**TASKS AND EXERCISES:**
- a) According to the corneal transplantation passage, what is the most common reason for performing a keratoplasty?
- b) Proceed with the corneal transplantation passage, picking up after its final sentence.

**PASSAGE FOR REVIEW:**
Keratoplasty, or corneal transplantation, is performed when the curvature of the cornea (the transparent covering on the eye's anterior wall) is too steep or too flat to be treated with other methods, when extensive damage has occurred due to injury or disease, or when a tumor is present. Traditional keratoplasty is a procedure that removes and replaces the cornea with donor tissue. In recent years, less invasive procedures, which remove only selected portions of corneal tissue, have been refined and offer quicker and safer visual rehabilitation.
Reasons for Cornea Transplantation
Conditions that may require a corneal transplantation include:
- Corneal scarring
- Inherited corneal disorders, like Fuchs' dystrophy
- Infections of the eye
- External tumor or pterygia
- Irreversible cornea edema
- Corneal ulceration or erosion
- Corneal thinning or perforation
The most common reason for performing a keratoplasty is to improve diminished vision. Less commonly, the surgery is performed to treat a chronic corneal infection.

Annotated photo localization data
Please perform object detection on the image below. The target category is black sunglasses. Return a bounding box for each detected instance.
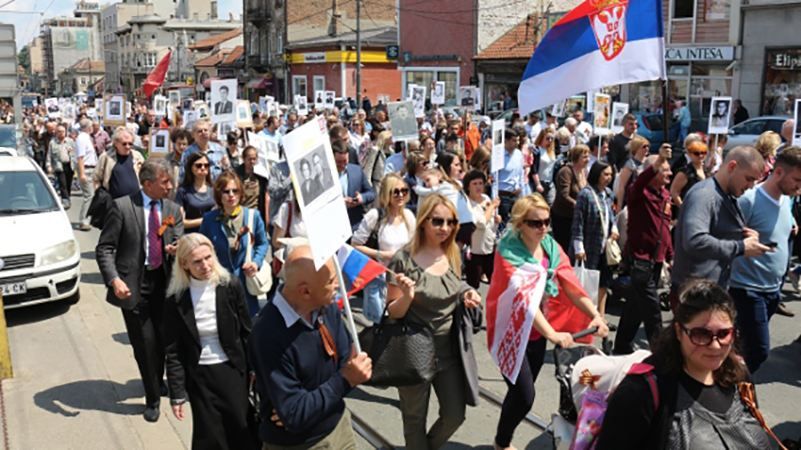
[523,217,551,228]
[681,325,734,347]
[428,217,459,228]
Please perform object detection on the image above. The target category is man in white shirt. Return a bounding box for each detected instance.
[75,118,97,231]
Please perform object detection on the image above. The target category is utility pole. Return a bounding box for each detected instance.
[356,0,362,107]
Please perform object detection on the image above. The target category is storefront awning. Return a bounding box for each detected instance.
[247,77,273,89]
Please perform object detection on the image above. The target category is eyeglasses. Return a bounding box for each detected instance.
[523,217,551,229]
[428,217,459,228]
[681,325,734,347]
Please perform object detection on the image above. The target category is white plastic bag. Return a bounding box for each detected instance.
[573,261,601,306]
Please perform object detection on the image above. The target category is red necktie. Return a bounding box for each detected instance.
[147,200,162,269]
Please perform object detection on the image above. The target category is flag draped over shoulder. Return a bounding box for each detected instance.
[142,51,172,98]
[517,0,666,114]
[486,231,592,383]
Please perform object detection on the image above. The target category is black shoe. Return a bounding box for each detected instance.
[142,406,161,422]
[776,303,795,317]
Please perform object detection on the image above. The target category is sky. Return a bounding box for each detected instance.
[0,0,242,49]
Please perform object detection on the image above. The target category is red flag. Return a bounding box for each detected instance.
[142,50,172,98]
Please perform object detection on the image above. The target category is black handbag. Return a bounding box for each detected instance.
[359,309,437,387]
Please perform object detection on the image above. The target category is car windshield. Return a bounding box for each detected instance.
[0,171,58,216]
[0,127,17,148]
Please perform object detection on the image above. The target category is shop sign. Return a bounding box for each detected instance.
[303,52,325,64]
[665,47,734,61]
[768,48,801,70]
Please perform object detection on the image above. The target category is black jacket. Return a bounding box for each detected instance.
[163,276,251,401]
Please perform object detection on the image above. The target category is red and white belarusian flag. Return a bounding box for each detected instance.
[487,260,548,383]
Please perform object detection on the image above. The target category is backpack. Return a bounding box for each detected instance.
[570,350,659,450]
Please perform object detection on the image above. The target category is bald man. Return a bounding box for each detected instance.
[671,146,770,292]
[249,246,372,449]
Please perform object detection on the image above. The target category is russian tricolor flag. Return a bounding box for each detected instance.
[337,244,387,295]
[517,0,666,114]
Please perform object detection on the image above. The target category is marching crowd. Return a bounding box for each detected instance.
[10,96,801,449]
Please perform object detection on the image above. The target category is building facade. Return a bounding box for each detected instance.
[739,0,801,117]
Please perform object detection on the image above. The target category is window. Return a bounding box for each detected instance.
[292,75,309,97]
[673,0,695,19]
[312,75,325,92]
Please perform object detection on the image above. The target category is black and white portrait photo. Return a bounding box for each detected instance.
[167,89,181,107]
[295,146,334,207]
[149,128,170,154]
[325,91,337,109]
[211,79,237,123]
[387,100,417,141]
[707,97,731,134]
[431,81,445,105]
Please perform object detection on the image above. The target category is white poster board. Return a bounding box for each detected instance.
[587,92,612,133]
[387,101,418,142]
[612,102,629,134]
[792,99,801,146]
[209,78,237,123]
[707,97,731,134]
[284,119,352,270]
[431,81,445,105]
[411,85,426,117]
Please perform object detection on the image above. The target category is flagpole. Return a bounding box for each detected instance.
[331,256,362,353]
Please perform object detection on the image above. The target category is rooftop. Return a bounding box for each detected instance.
[473,15,537,59]
[189,27,242,50]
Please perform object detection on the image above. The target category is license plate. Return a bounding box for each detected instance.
[0,282,28,296]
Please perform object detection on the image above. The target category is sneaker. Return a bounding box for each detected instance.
[787,269,801,292]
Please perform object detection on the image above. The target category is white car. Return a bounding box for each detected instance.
[0,156,81,309]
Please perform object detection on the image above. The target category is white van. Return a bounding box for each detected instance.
[0,156,81,309]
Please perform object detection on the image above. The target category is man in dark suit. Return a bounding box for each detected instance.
[214,86,234,116]
[331,141,375,231]
[95,159,184,422]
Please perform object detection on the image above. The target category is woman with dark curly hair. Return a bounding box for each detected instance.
[596,280,772,450]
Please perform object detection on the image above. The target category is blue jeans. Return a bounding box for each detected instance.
[363,274,387,323]
[729,288,781,373]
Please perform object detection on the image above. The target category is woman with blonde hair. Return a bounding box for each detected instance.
[387,194,481,450]
[615,135,651,211]
[754,131,782,180]
[351,173,415,322]
[531,127,559,205]
[164,233,257,450]
[486,194,609,450]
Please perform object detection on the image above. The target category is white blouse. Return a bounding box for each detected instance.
[189,278,228,365]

**ANSWERS FOR THIS EXERCISE:**
- a) The most common reason is to improve diminished vision.

- b)
Types of Cornea Transplantation Procedures
Keratoplasty is a relatively low-risk surgical procedure. It is the most common type of transplant surgery currently performed and has the highest rate of success. There are several different corneal transplant methods available to help restore vision in patients with corneal problems.
Penetrating keratoplasty is the traditional method used for corneal transplantation where the central two-thirds of the damaged cornea is surgically removed and replaced with a healthy cornea from a human donor.
Deep Anterior Lamellar Keratoplasty
Deep anterior lamellar keratoplasty, also known as DALK, removes the middle and outer layers of the cornea, while preserving the healthy, well-functioning inner layers, known as Descemet's membrane and the endothelium. Retaining these inner layers can reduce the risk of some intraoperative and postoperative surgical complications.
Endothelial keratoplasty, of which there are several types (DSAEK, DSEK and DMEK), is a surgical procedure that removes the abnormal inner lining of the cornea, known as the endothelium. Endothelial keratoplasty requires much smaller incisions than a penetrating keratoplasty, resulting in fewer risks and a shorter recovery time.
Corneal transplants are usually performed with patients under local anesthesia. In every type of transplantation there is a risk of graft rejection or failure of the donor tissue to heal and function properly within the recipient. However, in the less invasive procedures others risks may be reduced and the period of visual recovery may be shortened.